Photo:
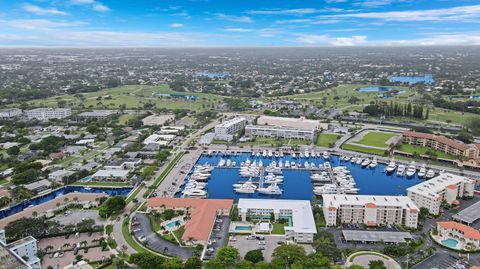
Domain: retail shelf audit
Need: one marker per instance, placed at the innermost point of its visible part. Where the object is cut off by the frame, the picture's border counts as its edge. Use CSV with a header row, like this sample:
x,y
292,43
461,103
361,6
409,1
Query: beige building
x,y
369,210
443,144
446,188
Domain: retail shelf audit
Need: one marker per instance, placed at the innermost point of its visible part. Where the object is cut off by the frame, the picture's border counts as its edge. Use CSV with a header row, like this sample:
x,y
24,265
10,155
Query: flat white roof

────────────────────

## What the task requires
In your reply, every line of the material should appear exactly as written, and no picture should.

## Task output
Photo:
Domain: retail shelf audit
Need: one marker per instance, placed at the innermost point of its visible part. Where the object is cut off by the frame, the picture's border counts as its edge. Use CSV with a header row, like this sample:
x,y
292,43
461,103
361,6
409,1
Query: beige building
x,y
369,210
443,144
446,188
Domain: retail shelf audit
Need: one marker per instance, placed at the innermost point of its visible part. Where the object is cut off by the frame, the picture's border counts as its edge. Use CSV with a header row, like this sample:
x,y
24,265
10,155
Query: flat white roof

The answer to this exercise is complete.